(EXCERPTED RECORDS)
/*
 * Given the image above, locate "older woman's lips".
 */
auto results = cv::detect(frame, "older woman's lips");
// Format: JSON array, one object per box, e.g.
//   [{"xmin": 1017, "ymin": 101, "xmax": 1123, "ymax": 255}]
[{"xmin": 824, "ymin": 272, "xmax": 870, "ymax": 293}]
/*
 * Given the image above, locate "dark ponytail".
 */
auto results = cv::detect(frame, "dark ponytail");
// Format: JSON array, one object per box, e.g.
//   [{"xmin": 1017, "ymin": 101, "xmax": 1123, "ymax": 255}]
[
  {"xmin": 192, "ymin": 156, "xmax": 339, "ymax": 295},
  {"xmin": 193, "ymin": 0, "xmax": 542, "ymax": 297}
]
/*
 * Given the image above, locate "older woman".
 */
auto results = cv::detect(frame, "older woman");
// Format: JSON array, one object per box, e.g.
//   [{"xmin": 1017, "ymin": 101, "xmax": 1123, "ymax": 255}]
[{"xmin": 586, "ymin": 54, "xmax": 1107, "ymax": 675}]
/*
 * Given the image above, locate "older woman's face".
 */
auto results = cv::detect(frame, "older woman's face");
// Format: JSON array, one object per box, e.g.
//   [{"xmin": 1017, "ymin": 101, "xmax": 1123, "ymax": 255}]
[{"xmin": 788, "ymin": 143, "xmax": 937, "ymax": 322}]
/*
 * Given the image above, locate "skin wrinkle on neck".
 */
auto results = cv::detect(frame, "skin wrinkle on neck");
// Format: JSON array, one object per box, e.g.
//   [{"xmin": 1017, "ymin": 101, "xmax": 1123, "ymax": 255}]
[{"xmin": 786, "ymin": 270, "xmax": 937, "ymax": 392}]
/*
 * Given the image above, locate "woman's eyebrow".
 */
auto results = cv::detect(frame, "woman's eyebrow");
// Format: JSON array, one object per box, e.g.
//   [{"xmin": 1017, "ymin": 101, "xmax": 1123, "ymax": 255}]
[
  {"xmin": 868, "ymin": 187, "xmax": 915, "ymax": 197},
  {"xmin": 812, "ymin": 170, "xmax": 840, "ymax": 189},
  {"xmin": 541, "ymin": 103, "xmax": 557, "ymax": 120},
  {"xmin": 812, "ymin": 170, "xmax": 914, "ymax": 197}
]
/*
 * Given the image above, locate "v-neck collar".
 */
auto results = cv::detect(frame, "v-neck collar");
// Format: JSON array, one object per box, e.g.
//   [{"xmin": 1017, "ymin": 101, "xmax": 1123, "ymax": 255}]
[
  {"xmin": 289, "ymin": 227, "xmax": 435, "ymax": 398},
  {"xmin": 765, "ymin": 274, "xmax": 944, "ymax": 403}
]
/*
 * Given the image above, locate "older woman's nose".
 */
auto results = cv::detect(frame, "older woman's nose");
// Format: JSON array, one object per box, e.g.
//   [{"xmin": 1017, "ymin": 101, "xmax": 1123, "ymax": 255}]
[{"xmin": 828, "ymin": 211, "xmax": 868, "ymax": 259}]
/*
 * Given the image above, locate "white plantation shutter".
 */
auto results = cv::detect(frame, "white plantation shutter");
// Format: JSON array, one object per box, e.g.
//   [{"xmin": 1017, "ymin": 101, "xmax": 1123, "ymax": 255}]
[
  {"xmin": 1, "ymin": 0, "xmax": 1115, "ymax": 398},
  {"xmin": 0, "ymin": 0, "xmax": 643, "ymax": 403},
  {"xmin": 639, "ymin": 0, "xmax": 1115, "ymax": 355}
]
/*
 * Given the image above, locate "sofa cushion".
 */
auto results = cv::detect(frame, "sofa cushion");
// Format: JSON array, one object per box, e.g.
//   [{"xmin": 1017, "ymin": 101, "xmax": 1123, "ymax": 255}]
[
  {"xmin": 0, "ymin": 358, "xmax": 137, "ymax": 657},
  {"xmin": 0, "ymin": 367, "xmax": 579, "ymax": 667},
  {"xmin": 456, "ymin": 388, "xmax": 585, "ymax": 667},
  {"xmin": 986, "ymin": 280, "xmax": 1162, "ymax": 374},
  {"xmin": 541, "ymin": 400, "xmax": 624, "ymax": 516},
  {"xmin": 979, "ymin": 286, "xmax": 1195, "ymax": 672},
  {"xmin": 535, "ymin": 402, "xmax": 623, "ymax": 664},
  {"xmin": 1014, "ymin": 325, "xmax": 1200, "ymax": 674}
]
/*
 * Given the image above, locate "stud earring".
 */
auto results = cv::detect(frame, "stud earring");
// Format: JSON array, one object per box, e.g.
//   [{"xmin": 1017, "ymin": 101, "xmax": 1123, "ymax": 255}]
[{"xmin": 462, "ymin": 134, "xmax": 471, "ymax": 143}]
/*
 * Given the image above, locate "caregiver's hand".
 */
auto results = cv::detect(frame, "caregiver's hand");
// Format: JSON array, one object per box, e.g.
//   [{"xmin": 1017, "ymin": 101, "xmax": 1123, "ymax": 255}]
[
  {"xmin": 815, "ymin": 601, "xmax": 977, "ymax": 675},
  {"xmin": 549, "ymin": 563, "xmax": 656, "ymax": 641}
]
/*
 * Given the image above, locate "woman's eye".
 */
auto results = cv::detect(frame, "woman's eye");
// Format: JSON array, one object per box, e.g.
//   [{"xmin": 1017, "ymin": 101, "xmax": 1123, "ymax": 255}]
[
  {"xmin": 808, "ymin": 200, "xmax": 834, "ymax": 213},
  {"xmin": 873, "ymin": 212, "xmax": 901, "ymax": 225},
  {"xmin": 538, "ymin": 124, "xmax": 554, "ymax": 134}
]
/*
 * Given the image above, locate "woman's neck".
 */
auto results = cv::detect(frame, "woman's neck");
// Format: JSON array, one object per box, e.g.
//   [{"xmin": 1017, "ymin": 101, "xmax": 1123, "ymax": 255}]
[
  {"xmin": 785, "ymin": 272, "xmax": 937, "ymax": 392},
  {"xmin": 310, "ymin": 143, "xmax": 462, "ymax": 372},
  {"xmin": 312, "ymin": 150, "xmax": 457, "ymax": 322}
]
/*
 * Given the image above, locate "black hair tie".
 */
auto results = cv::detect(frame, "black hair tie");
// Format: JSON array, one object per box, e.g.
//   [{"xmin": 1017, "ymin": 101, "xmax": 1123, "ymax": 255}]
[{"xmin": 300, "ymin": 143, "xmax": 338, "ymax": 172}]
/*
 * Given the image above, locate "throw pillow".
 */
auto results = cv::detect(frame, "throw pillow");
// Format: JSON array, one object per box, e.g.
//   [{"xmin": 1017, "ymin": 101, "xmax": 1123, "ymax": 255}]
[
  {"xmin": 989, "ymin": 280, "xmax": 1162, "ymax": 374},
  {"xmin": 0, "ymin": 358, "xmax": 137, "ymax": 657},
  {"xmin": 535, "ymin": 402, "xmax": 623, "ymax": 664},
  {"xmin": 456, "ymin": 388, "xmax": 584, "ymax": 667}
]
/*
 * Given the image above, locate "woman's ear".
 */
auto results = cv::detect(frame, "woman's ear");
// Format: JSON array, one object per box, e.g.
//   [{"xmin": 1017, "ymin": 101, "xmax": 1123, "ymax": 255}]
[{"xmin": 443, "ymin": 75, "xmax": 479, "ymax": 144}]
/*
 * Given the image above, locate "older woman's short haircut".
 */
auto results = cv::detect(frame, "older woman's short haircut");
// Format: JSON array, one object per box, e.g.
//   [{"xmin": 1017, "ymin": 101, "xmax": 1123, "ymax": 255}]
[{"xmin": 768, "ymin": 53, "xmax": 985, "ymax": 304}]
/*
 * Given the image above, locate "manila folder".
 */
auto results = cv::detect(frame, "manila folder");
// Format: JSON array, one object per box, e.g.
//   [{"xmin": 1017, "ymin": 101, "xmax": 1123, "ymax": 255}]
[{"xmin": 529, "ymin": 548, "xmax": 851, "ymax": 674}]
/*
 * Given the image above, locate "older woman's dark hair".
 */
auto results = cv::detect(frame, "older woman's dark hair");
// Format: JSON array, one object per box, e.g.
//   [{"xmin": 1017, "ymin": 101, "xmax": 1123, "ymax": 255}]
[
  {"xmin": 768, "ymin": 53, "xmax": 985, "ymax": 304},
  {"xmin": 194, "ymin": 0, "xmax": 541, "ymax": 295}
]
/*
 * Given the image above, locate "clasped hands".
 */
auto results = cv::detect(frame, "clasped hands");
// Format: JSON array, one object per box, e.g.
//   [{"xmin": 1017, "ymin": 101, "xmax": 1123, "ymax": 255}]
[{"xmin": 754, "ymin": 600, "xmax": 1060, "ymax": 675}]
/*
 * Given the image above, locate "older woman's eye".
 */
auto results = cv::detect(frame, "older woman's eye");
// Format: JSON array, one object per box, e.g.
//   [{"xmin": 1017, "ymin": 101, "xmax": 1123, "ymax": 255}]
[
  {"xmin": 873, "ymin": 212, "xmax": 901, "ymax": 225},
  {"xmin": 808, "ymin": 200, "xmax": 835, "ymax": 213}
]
(End EXCERPTED RECORDS)
▸ TRY IT
Could you count how many lines in the records contain the word "shutter"? Only the number is needed.

▸ ANSWER FOR THE TASK
2